#### [What you are asked to do]
Verbatim output of all the material below is required.

#### [Provided records]
_ _ _
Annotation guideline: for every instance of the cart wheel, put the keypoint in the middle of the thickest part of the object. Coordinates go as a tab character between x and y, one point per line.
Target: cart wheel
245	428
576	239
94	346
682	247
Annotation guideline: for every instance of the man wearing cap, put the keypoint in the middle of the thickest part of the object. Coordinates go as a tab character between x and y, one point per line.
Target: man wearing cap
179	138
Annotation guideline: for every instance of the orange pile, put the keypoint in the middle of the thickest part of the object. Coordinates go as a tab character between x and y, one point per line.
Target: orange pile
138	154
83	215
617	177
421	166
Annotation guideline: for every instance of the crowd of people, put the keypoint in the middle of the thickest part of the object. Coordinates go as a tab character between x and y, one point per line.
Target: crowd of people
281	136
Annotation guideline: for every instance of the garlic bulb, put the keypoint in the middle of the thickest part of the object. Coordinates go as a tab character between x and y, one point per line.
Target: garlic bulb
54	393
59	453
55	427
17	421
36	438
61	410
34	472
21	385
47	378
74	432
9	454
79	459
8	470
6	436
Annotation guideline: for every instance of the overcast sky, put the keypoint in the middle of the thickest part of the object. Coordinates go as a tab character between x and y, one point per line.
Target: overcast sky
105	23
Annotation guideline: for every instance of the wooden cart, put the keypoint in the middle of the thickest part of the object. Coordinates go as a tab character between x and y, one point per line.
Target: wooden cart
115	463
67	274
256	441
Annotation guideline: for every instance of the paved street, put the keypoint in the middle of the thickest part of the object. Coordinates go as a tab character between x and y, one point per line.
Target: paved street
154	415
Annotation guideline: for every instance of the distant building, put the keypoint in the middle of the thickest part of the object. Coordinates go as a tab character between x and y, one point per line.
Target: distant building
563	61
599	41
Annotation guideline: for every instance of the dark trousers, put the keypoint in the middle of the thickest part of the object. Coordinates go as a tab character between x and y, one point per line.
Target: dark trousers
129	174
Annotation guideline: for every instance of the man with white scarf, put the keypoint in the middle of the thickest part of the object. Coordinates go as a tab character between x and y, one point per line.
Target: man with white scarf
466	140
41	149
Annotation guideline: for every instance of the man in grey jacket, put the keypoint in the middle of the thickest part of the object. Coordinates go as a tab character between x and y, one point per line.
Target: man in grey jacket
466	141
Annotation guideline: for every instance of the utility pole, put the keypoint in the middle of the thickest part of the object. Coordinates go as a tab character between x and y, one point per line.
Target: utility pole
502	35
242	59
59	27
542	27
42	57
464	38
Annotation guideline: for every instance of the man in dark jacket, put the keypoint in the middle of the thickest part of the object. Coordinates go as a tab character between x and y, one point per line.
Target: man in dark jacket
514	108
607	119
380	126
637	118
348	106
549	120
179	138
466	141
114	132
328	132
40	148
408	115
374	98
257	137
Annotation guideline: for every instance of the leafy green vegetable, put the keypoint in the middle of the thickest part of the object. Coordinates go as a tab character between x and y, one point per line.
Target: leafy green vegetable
_ _ _
#### [Answer to the exercise]
Annotation guideline: for every instance of the cart wheel, put the keypoint in the middle of the thickest part of the object. Coordinates go as a tab character between x and y, one point per line.
Target: cart wheel
245	428
576	239
94	346
682	247
Annotation guideline: for every instance of the man wearing cap, put the keypoint in the middle of the thickest part of the object. Coordinates go as a tab character between x and y, one point per line.
Target: man wearing cap
179	138
Annotation guideline: for every instance of the orange pile, put the keypoint in the middle of the thickest part of the object. Coordinates go as a tab character between x and y, one point per line.
Target: orange pile
138	154
83	215
617	177
421	166
Annotation guideline: for every instance of the crowd of people, put the keypoint in the middle of the thickest part of the object. Coordinates go as a tab character between x and y, one point per line.
Target: crowd of people
281	136
Annotation guideline: for every instance of the garlic bulb, put the keypoint in the middle of the thickest part of the object. Coordinates go as a tab character between x and y, one point per line.
Target: garlic bulb
54	393
59	453
55	427
17	421
36	438
61	410
34	472
21	385
47	378
74	432
9	454
79	459
8	470
6	436
Annotation guideline: for every instance of the overcast sky, put the keypoint in the middle of the thickest part of the object. Coordinates go as a tab character between x and y, one point per line.
Target: overcast sky
105	23
Annotation guideline: for every instance of the wooden cart, put the keypoint in the middle of the thickest part of the object. Coordinates go as a tab character between x and y, one point per line.
Target: wooden cart
115	463
67	274
256	441
Annotation guideline: for every instance of the paved street, put the keypoint in the middle of the thickest part of the object. Coordinates go as a tab character between x and y, one point per line.
Target: paved street
154	415
Annotation guideline: for every instance of the distant building, put the keypoint in the middle of the thickest part of the object. Coordinates go as a tab character between x and y, one point per line.
Target: distant building
563	61
599	41
Annotation guideline: for every instance of the dark trousers, put the keypoint in the middle of the thickest part of the object. Coordinates go as a tab character between x and y, one point per line.
Target: dark trousers
129	174
Annotation guideline: for every instance of the man with white scarf, put the keypoint in the middle of the thickest part of the object. Coordinates go as a tab character between x and y, one point per line.
Target: man with white scarf
466	140
41	149
Annotation guideline: for every instance of the man in grey jacket, put the keypoint in the middle of the thickest part of the object. Coordinates go as a tab character between x and y, one point per line.
Target: man in grey jacket
466	141
Annotation guideline: for every instance of the utility pole, put the keypoint in the middle of the thickest part of the object. Coordinates go as a tab character between x and y, one point per line.
Target: utility pole
502	35
242	59
59	27
542	27
42	57
464	38
Annotation guideline: for every instance of the man in dark jacket, put the keypoint in the middle of the thickest part of the object. Coordinates go as a tab character between x and y, one point per line.
Target: man in dark jacket
514	108
607	119
380	126
637	118
348	106
549	120
179	138
466	141
114	132
328	132
40	148
408	115
374	98
257	137
Annotation guideline: for every instance of the leafy green vegetable, put the keypoint in the middle of the thickest part of the object. Coordinates go as a tab character between x and y, one point per line.
Target: leafy green vegetable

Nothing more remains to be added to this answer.